(Data entries)
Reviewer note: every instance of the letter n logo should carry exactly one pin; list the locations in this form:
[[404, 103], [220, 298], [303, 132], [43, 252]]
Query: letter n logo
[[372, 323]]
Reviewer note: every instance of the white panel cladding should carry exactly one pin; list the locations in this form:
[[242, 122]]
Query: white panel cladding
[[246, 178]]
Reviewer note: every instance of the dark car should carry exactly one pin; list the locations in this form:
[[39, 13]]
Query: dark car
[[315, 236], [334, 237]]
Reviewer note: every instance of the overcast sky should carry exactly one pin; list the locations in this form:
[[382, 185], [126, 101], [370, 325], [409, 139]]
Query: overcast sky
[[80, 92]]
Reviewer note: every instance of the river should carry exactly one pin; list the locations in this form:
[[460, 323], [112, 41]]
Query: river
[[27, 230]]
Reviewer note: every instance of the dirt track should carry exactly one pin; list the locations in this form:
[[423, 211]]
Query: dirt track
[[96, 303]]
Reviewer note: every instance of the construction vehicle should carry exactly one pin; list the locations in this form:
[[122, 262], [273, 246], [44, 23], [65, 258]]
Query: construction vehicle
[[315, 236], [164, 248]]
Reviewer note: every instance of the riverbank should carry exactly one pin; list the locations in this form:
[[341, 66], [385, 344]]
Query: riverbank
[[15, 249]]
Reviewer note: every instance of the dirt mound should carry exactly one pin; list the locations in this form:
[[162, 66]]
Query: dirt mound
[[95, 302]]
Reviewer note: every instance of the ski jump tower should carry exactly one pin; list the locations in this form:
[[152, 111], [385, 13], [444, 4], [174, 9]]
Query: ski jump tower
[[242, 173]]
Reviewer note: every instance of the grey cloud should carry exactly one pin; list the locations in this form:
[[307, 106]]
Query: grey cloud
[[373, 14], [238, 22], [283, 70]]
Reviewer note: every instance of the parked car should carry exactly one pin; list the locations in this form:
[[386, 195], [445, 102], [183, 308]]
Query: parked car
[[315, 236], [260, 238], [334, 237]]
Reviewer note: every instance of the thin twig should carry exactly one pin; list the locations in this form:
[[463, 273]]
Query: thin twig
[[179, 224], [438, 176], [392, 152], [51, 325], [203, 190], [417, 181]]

(DO THIS) Render every line of the items above as a Markdown table with the columns "No." and "Line". Number the rows in order, and leave out blank lines.

(SOLUTION TO THE EXERCISE)
| No. | Line |
|---|---|
| 1 | Reviewer note: every instance of the letter n logo should carry exactly one pin; list the locations in this form: |
| 2 | [[404, 103], [220, 298], [303, 132], [43, 252]] |
| 3 | Query: letter n logo |
| 4 | [[372, 323]] |
| 5 | Reviewer note: every instance of the white panel cladding should carry exactly one pin; list the locations in this form: |
| 6 | [[242, 122]] |
| 7 | Query: white panel cladding |
| 8 | [[246, 178]] |
| 9 | Reviewer note: every instance of the dark car should carry exactly one pin; list the locations in this form: |
| 10 | [[39, 13]] |
| 11 | Query: dark car |
| 12 | [[315, 236], [334, 237]] |
| 13 | Reviewer note: every instance of the overcast sky should carry exactly one pin; list the locations in this form: |
| 14 | [[382, 185], [126, 101], [370, 325], [409, 139]] |
| 15 | Query: overcast sky |
| 16 | [[80, 92]] |
| 17 | Reviewer note: every instance of the river should carry exactly one pin; list the locations in this form: |
| 18 | [[460, 323], [112, 41]] |
| 19 | Query: river |
| 20 | [[27, 230]] |
| 21 | Reviewer note: every instance of the dirt track should carry exactly one pin; list the locations in this form: |
| 22 | [[423, 211]] |
| 23 | Query: dirt track |
| 24 | [[96, 303]] |
| 25 | Reviewer note: every instance of the construction vehicle should carry exactly one pin; list the locations in this form: |
| 26 | [[122, 262], [273, 246], [44, 23], [65, 258]] |
| 27 | Query: construction vehicle |
| 28 | [[315, 236], [164, 248]] |
| 29 | Reviewer note: every instance of the riverbank should carry exactly one pin; list the locations in this form: |
| 30 | [[341, 66], [385, 344]] |
| 31 | Query: riverbank |
| 32 | [[15, 249]] |
| 33 | Reviewer note: every instance of the dirt mound should carry exactly one pin; list the locations in this form: |
| 34 | [[162, 66]] |
| 35 | Query: dirt mound |
| 36 | [[95, 302]] |
| 37 | Reviewer note: every instance of the ski jump tower should carry exactly one pin; list the locations in this form: |
| 38 | [[152, 111], [385, 13], [444, 4], [174, 9]] |
| 39 | Query: ski jump tower |
| 40 | [[242, 173]] |
| 41 | Reviewer note: every instance of the grey cloud should carry exactly one pin; list the locations in this form: |
| 42 | [[307, 106]] |
| 43 | Query: grey cloud |
| 44 | [[373, 14], [238, 22], [283, 70]] |
| 45 | Reviewer note: every instance of the parked car should carry exactly one pin; list the locations in this form: |
| 46 | [[386, 195], [445, 102], [183, 308]] |
| 47 | Query: parked car |
| 48 | [[315, 236], [260, 238], [334, 237]] |
| 49 | Reviewer note: every instance of the thin twig should carry exactly one pin; list the locations in this form: |
| 50 | [[463, 273]] |
| 51 | Query: thin twig |
| 52 | [[179, 224], [438, 176], [392, 152], [51, 325], [203, 190], [417, 181]] |